#### Excerpted data

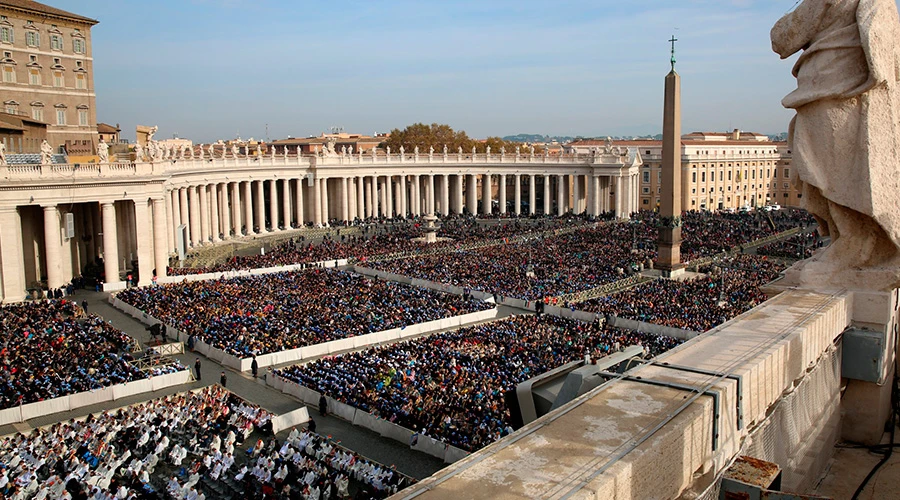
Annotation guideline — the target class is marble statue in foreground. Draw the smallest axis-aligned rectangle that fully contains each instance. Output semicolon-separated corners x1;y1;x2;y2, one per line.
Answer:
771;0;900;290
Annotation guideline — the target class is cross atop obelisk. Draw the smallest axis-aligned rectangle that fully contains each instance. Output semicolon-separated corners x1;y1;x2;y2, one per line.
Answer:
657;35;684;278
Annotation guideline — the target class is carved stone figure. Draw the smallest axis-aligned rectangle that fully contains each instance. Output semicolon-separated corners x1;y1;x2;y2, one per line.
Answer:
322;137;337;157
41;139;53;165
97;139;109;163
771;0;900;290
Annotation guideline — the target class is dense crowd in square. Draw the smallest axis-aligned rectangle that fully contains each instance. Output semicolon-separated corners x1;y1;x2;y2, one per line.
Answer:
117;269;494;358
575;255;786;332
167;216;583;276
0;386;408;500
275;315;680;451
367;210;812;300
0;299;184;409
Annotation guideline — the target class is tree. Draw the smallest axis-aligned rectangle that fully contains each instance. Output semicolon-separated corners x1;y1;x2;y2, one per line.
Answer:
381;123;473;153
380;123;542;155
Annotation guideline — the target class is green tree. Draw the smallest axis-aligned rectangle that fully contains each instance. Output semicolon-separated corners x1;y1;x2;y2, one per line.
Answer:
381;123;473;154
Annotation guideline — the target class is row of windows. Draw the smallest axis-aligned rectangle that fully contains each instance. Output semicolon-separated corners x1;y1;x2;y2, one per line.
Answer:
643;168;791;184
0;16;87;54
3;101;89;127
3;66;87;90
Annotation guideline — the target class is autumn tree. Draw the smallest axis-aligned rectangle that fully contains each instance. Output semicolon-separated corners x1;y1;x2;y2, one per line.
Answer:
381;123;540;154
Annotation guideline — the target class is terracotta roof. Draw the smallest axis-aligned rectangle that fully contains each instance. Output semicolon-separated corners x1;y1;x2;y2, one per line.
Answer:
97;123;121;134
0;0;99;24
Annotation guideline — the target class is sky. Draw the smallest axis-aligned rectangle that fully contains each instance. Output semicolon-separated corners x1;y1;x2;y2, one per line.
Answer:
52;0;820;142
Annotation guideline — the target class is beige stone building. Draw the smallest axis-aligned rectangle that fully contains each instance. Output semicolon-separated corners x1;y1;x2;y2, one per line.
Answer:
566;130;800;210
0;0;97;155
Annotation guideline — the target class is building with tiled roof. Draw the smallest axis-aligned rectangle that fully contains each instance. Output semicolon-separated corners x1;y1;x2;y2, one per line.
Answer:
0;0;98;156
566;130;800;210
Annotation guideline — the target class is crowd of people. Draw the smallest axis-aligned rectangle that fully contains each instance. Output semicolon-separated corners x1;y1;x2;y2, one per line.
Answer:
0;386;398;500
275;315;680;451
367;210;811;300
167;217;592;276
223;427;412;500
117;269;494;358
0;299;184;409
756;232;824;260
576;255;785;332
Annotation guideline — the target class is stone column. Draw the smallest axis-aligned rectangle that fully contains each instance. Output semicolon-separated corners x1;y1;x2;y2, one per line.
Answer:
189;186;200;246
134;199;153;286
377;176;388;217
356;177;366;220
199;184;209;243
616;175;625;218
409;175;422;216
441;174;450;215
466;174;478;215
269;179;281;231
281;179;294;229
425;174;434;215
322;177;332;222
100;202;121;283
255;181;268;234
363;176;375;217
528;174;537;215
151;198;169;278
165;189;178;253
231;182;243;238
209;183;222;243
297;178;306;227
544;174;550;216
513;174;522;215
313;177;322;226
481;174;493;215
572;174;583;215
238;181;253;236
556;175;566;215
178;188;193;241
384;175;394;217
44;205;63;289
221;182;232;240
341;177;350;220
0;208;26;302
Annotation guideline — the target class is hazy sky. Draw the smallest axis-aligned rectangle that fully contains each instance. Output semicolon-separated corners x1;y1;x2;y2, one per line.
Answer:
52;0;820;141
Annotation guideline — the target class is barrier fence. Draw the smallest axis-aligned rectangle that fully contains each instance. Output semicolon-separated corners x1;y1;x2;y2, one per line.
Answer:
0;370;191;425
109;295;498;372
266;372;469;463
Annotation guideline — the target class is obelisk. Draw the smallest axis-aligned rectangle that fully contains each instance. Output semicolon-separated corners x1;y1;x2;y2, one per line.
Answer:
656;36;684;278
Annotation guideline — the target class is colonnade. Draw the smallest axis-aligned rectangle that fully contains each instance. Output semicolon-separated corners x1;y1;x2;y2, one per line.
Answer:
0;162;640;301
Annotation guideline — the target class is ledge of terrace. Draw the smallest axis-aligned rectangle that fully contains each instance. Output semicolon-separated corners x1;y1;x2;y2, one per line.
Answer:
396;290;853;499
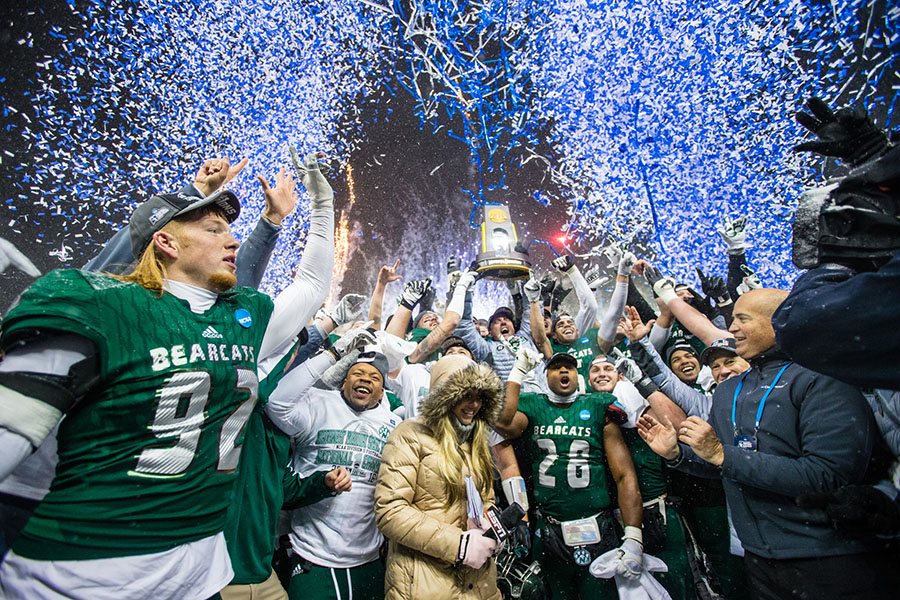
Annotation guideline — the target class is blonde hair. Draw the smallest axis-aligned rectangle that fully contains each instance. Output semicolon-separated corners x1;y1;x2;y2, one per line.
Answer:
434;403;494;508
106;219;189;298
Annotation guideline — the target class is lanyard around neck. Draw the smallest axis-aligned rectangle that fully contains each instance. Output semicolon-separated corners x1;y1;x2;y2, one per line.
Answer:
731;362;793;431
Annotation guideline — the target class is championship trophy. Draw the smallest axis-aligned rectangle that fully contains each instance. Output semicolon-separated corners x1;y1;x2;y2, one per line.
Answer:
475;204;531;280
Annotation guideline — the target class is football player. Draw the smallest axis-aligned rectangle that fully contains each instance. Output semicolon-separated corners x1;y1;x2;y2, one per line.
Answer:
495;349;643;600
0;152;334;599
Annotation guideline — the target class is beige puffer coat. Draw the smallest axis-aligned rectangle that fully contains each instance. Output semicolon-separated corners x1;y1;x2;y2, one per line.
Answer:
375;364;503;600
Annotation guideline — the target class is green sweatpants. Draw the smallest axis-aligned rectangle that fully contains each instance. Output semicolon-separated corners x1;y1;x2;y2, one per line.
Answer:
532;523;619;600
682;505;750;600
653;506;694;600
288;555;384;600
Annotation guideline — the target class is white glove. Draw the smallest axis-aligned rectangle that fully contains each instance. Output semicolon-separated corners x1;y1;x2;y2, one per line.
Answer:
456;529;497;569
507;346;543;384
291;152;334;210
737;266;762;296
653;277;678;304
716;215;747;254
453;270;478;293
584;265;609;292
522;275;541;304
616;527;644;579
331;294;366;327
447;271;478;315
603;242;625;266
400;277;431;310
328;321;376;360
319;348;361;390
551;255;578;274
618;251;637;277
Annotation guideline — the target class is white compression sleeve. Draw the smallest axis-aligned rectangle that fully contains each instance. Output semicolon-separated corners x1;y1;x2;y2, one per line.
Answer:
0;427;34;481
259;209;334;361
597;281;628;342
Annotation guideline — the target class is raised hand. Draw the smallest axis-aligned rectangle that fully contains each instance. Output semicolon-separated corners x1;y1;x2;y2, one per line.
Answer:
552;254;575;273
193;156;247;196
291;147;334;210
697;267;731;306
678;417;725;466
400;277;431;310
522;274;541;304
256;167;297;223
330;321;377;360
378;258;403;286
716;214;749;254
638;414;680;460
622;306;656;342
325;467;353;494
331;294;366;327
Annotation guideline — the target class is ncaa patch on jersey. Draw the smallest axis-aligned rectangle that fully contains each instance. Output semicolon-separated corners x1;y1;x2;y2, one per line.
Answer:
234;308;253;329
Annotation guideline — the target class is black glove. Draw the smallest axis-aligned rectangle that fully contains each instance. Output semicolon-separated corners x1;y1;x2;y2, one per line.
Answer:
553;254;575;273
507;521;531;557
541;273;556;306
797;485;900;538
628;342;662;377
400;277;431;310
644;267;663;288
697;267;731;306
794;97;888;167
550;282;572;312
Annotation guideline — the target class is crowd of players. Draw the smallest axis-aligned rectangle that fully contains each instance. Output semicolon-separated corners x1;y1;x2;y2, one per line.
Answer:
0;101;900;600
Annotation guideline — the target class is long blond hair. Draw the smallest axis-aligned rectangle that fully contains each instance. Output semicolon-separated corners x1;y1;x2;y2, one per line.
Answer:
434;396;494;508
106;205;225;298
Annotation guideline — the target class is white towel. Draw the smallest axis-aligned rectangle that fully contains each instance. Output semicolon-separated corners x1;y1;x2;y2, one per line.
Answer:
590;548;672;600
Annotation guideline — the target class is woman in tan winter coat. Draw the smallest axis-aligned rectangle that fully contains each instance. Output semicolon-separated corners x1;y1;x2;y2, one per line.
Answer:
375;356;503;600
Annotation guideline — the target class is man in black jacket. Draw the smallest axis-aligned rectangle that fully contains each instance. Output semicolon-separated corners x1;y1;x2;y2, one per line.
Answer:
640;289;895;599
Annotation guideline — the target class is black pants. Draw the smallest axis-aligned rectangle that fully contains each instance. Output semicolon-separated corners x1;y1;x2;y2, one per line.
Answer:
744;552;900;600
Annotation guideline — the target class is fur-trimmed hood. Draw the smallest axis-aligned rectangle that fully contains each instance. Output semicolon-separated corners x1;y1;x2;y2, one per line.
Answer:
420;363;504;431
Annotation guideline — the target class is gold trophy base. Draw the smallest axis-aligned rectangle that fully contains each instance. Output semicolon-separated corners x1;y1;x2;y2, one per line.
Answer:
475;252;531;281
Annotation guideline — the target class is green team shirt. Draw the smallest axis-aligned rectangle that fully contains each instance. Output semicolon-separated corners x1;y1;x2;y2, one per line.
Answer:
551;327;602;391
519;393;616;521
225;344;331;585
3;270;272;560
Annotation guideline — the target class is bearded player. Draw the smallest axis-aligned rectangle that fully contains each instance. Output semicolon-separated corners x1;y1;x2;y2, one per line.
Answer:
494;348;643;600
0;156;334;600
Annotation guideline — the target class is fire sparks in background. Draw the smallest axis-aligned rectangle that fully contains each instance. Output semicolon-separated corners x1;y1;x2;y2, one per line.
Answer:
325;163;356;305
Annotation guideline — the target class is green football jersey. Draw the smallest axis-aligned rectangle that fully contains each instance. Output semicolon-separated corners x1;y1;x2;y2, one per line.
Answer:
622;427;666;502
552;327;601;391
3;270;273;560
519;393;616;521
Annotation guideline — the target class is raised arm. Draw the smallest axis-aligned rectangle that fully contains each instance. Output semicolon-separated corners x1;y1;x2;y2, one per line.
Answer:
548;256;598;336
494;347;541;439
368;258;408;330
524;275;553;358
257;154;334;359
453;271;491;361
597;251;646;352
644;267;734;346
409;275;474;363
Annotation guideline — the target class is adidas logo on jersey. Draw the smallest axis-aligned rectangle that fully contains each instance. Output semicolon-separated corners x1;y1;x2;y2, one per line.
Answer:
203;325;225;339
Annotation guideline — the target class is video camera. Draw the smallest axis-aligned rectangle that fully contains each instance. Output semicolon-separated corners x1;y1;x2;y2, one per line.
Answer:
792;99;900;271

########

◆ **Task instructions**
Rewrite the data from its first line through the line that contains "657;35;684;278", replacing "smallest" with "tightest" and leaving everything else unchanged. Omit the pictures.

◆ **Correct response**
Annotation guideline — the target class is marble statue in foreground. Draw the tightest axis-aligned rectangle that fully contains each instance. Output semicolon-separated corners x1;y1;x2;y2, one per line.
Answer:
771;0;900;290
Annotation guideline — the target class is cross atop obelisk. Draw the tightest axis-aligned rectangle that fully contains each instance. Output semicolon-separated corners x1;y1;x2;y2, one per line.
Answer:
657;35;684;278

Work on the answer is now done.